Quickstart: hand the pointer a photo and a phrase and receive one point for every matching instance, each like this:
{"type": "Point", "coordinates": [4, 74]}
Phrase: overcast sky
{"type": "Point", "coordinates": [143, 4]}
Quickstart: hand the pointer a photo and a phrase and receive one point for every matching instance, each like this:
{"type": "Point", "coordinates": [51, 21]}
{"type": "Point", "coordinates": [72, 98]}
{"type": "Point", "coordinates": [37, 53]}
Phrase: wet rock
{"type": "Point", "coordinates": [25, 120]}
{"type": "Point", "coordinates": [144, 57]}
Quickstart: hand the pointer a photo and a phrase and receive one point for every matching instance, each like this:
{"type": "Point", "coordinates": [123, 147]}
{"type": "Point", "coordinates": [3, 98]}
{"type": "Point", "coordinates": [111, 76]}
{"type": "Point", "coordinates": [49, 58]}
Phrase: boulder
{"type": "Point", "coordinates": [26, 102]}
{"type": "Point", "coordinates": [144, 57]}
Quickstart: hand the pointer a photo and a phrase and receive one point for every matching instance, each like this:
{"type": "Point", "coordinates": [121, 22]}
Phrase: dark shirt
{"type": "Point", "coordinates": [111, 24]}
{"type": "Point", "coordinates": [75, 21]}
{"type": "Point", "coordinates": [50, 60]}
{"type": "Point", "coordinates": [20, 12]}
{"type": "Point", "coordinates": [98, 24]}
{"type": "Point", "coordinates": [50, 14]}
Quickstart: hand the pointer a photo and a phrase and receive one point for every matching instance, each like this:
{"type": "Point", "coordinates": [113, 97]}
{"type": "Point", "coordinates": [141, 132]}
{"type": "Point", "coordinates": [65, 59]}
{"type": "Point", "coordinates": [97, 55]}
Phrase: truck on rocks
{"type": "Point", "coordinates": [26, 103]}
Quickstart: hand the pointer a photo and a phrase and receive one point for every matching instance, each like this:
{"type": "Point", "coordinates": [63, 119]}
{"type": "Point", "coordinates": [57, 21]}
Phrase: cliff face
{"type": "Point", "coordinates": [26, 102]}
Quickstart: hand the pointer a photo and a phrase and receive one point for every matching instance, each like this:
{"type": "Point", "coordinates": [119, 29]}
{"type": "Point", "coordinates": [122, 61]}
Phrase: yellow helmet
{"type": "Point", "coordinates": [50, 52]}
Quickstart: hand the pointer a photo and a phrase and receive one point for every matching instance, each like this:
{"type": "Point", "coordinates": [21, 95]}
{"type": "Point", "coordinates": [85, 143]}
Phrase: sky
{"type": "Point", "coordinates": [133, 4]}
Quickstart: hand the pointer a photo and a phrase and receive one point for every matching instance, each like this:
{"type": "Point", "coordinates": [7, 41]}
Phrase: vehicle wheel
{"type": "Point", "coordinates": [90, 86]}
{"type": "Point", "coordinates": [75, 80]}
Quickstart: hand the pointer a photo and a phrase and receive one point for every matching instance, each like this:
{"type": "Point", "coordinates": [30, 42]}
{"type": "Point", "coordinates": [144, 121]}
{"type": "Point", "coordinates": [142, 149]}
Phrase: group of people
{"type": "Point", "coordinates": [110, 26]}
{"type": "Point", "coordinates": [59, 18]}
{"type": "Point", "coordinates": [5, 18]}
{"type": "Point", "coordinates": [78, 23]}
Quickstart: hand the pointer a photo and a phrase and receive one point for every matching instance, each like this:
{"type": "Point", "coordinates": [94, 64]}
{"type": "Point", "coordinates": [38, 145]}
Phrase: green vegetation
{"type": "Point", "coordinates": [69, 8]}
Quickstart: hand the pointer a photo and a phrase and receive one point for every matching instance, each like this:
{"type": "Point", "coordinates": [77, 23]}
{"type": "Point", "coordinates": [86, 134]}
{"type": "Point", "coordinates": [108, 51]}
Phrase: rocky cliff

# Description of the task
All of the data must be returned exactly.

# Answer section
Quickstart: hand the pointer a photo and a phrase and receive one point for every matching instance, each like this:
{"type": "Point", "coordinates": [4, 74]}
Phrase: overcast sky
{"type": "Point", "coordinates": [143, 4]}
Quickstart: hand the pointer a photo and a phrase and receive one point for every matching instance, each like this:
{"type": "Point", "coordinates": [51, 21]}
{"type": "Point", "coordinates": [72, 98]}
{"type": "Point", "coordinates": [37, 53]}
Phrase: wet rock
{"type": "Point", "coordinates": [25, 120]}
{"type": "Point", "coordinates": [144, 57]}
Quickstart: hand the pointer a photo and a phrase and receive one point for every matching instance, each like this:
{"type": "Point", "coordinates": [123, 147]}
{"type": "Point", "coordinates": [3, 98]}
{"type": "Point", "coordinates": [111, 76]}
{"type": "Point", "coordinates": [49, 58]}
Phrase: boulder
{"type": "Point", "coordinates": [26, 102]}
{"type": "Point", "coordinates": [144, 57]}
Quickstart: hand the pointer a photo and a phrase and receive one point for every matching instance, each like this:
{"type": "Point", "coordinates": [121, 22]}
Phrase: dark shirt
{"type": "Point", "coordinates": [111, 24]}
{"type": "Point", "coordinates": [75, 21]}
{"type": "Point", "coordinates": [50, 60]}
{"type": "Point", "coordinates": [20, 12]}
{"type": "Point", "coordinates": [98, 24]}
{"type": "Point", "coordinates": [50, 14]}
Quickstart: hand the pointer a photo and a phrase and receive one point for every matching instance, each like this:
{"type": "Point", "coordinates": [113, 97]}
{"type": "Point", "coordinates": [141, 132]}
{"type": "Point", "coordinates": [65, 59]}
{"type": "Point", "coordinates": [97, 55]}
Phrase: truck on rocks
{"type": "Point", "coordinates": [26, 103]}
Quickstart: hand the pointer a photo and a phrase and receive one point for every matching instance, each like this:
{"type": "Point", "coordinates": [63, 119]}
{"type": "Point", "coordinates": [57, 21]}
Phrase: cliff face
{"type": "Point", "coordinates": [26, 102]}
Quickstart: hand the pointer a photo and a phrase and receive one point for every matching instance, each like this:
{"type": "Point", "coordinates": [119, 29]}
{"type": "Point", "coordinates": [122, 61]}
Phrase: yellow helmet
{"type": "Point", "coordinates": [50, 52]}
Quickstart: hand the pointer a photo and a phrase and receive one point for every matching instance, each like this:
{"type": "Point", "coordinates": [21, 95]}
{"type": "Point", "coordinates": [85, 143]}
Phrase: sky
{"type": "Point", "coordinates": [133, 4]}
Quickstart: hand the pointer a photo and a phrase and receive one point for every matching instance, each like this:
{"type": "Point", "coordinates": [7, 41]}
Phrase: vehicle wheel
{"type": "Point", "coordinates": [90, 86]}
{"type": "Point", "coordinates": [75, 80]}
Quickstart: hand the pointer a photo and a phrase and receive one point for every matching instance, each like this:
{"type": "Point", "coordinates": [30, 42]}
{"type": "Point", "coordinates": [144, 121]}
{"type": "Point", "coordinates": [142, 149]}
Phrase: group of people
{"type": "Point", "coordinates": [110, 26]}
{"type": "Point", "coordinates": [59, 18]}
{"type": "Point", "coordinates": [5, 18]}
{"type": "Point", "coordinates": [78, 23]}
Quickstart: hand the pointer a photo and a phrase and receive one point for every matching instance, each like this:
{"type": "Point", "coordinates": [94, 64]}
{"type": "Point", "coordinates": [38, 145]}
Phrase: green vegetation
{"type": "Point", "coordinates": [69, 8]}
Quickstart: hand the pointer a photo and a phrase and receive one point for every matching instance, each like this:
{"type": "Point", "coordinates": [77, 23]}
{"type": "Point", "coordinates": [86, 134]}
{"type": "Point", "coordinates": [108, 51]}
Phrase: rocky cliff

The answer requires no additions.